**Problem requirements**: Count lines with "coordinates" below; give only the number.

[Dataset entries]
== == ==
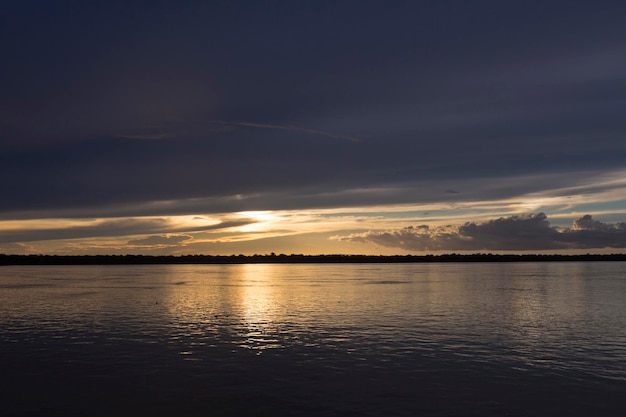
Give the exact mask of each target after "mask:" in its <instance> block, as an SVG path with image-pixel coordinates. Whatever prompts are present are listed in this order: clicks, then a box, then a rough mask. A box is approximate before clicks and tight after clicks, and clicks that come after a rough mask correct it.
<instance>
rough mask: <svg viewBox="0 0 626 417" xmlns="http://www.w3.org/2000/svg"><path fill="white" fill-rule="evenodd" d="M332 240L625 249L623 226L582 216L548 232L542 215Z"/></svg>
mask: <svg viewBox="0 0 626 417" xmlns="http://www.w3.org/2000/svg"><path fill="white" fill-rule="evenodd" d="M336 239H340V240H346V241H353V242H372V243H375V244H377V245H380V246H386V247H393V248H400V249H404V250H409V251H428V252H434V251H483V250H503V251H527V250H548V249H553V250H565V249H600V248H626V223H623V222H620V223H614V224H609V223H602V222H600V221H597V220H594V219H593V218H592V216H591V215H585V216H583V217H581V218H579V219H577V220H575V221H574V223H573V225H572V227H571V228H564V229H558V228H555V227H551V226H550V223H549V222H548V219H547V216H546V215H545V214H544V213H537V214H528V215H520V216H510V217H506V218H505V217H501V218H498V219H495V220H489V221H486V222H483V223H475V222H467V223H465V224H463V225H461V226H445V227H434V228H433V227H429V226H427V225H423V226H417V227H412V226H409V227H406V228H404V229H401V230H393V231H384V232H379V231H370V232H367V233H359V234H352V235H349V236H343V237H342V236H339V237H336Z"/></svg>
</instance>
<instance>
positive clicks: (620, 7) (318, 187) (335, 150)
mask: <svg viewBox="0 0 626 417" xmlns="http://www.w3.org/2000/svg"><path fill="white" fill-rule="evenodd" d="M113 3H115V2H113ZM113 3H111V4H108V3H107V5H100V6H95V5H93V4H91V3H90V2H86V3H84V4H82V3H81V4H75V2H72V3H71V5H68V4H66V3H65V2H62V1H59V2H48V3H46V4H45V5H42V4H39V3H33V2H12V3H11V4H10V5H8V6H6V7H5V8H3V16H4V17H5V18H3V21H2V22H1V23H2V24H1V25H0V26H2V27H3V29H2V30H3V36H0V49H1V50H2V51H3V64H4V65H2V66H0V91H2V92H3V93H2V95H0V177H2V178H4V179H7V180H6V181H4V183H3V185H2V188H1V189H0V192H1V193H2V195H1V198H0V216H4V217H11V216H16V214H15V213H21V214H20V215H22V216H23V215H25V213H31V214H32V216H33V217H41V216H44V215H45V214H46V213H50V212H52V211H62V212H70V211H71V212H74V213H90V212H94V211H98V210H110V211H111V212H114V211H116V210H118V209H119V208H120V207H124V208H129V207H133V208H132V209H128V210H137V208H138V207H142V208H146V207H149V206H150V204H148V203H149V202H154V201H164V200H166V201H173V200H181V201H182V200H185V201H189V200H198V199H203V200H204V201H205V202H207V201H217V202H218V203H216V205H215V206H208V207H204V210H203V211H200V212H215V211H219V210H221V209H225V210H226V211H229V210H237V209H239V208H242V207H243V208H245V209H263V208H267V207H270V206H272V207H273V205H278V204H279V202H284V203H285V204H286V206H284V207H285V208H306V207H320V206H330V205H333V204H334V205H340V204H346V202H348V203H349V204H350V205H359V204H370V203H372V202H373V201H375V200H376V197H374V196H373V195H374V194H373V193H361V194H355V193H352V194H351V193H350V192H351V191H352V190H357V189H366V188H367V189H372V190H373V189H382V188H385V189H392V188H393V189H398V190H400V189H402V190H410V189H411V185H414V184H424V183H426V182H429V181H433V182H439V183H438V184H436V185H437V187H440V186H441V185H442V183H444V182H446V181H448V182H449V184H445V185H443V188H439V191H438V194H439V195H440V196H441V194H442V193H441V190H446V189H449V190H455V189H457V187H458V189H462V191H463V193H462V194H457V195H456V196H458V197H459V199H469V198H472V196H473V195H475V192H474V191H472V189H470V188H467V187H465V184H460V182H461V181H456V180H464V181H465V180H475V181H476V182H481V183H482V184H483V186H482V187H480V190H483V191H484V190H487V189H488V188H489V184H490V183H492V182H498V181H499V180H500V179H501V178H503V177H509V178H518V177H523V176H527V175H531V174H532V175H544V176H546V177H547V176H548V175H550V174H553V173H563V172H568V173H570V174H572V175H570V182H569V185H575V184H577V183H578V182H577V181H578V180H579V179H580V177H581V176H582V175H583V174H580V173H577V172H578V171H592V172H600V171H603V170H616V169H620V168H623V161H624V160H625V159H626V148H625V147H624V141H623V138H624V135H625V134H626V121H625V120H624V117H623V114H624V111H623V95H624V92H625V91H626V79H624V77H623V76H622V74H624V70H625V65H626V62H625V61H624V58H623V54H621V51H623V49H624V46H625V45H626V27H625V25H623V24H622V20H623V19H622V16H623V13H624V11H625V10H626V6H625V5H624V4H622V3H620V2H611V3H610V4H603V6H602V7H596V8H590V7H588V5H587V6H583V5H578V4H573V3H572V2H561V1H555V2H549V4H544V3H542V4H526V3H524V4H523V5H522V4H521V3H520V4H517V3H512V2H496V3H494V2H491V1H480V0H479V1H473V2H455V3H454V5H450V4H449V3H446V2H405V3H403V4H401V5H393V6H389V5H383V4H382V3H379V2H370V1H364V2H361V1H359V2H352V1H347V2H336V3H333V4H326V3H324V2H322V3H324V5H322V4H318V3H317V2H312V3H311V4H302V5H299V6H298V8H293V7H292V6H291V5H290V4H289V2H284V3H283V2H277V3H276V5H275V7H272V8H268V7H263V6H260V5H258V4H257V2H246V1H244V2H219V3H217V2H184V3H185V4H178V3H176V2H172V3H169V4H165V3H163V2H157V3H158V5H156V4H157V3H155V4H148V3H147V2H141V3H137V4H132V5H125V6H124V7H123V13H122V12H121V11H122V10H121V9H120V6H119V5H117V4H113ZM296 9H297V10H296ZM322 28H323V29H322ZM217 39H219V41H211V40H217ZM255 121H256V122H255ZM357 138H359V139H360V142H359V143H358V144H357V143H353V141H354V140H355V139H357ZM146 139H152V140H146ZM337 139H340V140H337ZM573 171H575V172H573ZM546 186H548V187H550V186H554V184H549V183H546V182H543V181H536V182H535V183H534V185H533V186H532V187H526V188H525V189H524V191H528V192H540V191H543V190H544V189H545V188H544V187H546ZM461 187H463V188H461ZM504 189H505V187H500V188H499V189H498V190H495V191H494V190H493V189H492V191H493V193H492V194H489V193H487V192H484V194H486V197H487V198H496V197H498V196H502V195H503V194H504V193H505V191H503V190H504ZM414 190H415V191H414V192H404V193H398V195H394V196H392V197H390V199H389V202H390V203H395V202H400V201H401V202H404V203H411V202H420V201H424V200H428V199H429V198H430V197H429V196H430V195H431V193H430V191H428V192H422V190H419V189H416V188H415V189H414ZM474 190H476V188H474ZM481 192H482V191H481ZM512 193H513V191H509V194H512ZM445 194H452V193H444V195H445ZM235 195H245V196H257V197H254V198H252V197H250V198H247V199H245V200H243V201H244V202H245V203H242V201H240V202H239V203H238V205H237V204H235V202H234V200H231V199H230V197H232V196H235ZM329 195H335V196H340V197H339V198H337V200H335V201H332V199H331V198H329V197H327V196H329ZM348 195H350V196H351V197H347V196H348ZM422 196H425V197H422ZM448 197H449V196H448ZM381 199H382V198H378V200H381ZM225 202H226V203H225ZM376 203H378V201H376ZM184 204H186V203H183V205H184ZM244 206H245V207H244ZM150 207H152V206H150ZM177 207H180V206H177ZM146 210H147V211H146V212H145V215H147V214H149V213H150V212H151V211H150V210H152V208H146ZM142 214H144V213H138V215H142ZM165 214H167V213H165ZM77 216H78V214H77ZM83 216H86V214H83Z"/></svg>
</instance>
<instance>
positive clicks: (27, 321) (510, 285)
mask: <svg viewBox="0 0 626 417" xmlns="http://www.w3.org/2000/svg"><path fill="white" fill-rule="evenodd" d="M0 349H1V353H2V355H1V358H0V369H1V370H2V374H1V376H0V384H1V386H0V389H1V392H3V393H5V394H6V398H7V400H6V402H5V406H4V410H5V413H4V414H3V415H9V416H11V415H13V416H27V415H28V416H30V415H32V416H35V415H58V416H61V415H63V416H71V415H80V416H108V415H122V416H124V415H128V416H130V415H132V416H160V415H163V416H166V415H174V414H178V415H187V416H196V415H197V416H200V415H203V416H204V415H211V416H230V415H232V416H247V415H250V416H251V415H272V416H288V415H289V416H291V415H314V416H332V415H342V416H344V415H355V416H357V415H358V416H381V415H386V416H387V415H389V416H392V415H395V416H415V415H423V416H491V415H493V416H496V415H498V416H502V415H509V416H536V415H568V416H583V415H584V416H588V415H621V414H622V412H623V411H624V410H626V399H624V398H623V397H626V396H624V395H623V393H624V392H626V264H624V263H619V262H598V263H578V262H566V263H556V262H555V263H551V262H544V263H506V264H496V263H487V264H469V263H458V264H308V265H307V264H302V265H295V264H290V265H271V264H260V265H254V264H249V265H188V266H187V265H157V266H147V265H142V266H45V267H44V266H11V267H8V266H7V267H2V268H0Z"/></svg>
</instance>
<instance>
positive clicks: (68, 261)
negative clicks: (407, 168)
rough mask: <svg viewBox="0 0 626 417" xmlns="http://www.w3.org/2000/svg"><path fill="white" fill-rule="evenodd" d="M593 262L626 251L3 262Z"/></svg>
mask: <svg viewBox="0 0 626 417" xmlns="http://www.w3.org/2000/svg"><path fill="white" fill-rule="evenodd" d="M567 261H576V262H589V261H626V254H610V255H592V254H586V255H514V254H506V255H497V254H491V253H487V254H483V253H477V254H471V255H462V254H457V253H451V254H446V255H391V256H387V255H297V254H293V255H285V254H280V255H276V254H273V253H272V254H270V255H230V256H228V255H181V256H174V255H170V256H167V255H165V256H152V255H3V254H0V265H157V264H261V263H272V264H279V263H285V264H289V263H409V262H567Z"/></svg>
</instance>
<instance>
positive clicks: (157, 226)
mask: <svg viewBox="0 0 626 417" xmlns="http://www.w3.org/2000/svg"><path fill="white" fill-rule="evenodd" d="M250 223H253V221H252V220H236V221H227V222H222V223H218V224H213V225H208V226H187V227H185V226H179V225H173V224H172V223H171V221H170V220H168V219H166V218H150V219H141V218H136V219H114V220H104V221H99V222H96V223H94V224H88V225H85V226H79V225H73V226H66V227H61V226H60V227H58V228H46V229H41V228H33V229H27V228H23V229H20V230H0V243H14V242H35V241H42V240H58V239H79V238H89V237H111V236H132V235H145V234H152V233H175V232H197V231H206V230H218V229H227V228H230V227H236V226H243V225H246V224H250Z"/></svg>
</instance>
== == ==
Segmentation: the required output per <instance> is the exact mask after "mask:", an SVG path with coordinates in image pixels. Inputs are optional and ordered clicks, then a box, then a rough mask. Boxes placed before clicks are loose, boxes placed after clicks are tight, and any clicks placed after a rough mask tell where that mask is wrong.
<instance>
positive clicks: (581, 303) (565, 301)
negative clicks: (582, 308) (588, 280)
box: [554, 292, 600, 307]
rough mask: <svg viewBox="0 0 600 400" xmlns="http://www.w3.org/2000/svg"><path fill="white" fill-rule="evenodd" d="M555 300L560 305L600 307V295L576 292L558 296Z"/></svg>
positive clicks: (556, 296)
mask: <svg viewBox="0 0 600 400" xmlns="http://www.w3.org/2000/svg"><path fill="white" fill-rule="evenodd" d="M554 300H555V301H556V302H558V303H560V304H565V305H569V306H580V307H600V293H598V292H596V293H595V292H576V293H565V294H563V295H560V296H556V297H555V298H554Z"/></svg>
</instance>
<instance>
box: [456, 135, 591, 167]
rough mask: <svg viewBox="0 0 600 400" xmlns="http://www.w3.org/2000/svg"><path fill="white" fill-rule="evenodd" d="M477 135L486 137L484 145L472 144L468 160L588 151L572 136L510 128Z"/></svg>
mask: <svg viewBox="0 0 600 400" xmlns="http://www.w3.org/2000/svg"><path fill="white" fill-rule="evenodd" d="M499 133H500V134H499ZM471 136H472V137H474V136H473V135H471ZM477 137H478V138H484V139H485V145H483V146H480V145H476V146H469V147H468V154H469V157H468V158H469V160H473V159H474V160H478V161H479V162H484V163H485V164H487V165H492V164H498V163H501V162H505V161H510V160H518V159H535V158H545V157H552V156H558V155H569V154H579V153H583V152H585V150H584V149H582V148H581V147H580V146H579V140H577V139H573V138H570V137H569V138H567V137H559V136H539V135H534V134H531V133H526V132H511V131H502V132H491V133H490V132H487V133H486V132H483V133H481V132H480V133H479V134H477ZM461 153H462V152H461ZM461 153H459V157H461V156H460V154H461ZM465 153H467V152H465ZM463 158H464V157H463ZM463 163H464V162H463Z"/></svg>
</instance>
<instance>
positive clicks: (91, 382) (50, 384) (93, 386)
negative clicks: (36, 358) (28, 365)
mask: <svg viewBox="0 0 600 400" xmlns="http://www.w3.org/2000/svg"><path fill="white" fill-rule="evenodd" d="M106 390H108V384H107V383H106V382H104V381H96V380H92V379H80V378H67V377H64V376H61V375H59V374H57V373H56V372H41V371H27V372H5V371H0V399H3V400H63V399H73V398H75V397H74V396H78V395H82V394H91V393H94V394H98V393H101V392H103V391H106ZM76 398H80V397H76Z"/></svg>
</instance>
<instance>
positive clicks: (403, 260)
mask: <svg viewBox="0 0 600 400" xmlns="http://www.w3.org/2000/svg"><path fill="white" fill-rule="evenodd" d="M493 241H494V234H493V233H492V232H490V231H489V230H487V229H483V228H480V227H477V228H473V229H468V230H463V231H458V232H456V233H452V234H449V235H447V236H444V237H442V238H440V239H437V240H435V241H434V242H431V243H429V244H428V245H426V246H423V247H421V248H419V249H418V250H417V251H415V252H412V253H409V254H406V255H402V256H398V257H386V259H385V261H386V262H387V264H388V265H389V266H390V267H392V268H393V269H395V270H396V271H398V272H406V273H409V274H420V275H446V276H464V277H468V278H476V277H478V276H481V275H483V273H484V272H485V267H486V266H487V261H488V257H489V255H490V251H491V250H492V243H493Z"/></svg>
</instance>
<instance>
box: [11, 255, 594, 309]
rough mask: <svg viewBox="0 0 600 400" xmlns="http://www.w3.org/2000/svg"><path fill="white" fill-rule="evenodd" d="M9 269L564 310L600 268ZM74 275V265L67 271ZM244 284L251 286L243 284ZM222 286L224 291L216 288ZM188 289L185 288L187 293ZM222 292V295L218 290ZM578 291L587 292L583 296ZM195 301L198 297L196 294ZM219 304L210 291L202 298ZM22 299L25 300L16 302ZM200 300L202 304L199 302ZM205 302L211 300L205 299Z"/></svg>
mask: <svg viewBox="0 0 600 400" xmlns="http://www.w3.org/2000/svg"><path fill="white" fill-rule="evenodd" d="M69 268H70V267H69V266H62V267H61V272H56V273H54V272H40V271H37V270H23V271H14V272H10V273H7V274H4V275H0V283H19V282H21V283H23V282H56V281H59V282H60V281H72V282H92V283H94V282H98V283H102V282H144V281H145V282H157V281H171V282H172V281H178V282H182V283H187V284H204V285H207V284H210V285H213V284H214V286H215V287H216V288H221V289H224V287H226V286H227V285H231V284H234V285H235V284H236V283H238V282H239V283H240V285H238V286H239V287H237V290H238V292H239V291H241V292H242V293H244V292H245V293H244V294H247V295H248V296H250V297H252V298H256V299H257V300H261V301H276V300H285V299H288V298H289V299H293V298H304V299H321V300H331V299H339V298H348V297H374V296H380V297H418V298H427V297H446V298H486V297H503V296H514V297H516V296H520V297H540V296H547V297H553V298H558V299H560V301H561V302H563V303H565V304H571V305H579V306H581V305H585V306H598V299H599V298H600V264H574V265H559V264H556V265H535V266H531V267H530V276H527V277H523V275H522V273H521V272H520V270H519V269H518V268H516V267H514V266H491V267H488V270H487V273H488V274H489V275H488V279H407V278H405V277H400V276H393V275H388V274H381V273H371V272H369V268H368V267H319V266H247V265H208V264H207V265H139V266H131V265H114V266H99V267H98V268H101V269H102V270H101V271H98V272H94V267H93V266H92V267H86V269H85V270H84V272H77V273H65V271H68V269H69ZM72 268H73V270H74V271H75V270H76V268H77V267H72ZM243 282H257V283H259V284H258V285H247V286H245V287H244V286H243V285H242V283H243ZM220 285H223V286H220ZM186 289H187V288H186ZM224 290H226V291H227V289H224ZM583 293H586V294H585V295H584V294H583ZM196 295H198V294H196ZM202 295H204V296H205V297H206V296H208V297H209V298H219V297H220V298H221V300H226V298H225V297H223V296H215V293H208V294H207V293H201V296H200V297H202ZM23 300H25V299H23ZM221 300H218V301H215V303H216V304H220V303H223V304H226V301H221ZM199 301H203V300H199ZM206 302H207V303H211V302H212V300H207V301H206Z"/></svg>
== == ==
**Result below**: 2